Your answer should consist of each line from the data below that contains "stacked".

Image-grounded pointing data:
* * * * *

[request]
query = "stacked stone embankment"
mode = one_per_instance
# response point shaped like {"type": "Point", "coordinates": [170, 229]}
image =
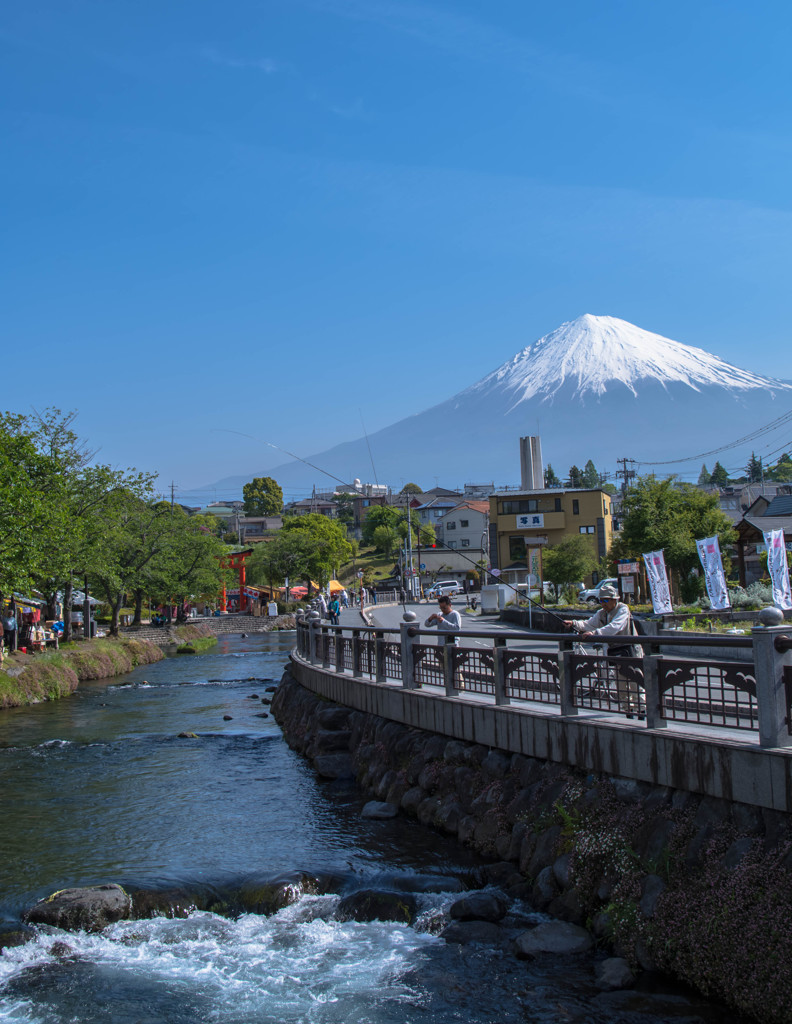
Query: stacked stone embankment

* * * * *

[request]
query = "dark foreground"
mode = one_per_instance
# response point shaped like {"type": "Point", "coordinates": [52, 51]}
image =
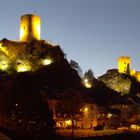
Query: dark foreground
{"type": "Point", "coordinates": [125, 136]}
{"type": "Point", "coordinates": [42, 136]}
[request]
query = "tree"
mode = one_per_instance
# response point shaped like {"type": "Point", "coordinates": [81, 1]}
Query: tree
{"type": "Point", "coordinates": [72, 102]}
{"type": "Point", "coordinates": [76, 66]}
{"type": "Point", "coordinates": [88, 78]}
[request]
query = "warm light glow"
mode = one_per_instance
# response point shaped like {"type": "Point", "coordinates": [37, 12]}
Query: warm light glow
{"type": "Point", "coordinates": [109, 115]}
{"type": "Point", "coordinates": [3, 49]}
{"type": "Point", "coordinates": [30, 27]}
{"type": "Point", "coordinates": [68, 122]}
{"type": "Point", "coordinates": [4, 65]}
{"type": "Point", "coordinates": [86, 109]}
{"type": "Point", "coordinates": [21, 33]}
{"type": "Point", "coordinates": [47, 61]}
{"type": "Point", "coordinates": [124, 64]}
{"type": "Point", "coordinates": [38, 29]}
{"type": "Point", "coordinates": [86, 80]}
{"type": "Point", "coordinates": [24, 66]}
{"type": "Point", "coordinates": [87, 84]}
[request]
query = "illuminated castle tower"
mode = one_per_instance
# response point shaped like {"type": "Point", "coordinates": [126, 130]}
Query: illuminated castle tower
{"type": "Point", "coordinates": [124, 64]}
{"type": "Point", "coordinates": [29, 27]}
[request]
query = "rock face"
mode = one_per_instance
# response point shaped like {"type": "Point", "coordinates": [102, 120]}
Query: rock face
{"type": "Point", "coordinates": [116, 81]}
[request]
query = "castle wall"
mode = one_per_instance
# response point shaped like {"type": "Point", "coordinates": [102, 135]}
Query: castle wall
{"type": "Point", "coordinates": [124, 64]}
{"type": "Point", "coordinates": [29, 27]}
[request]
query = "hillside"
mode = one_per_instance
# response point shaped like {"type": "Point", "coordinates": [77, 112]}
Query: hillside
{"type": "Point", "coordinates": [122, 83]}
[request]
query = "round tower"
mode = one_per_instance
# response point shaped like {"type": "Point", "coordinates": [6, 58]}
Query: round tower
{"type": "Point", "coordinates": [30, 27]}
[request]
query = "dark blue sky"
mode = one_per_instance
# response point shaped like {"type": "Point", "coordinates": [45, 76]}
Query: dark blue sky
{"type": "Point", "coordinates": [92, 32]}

* * * * *

Finished task:
query = "stacked stone embankment"
Query: stacked stone embankment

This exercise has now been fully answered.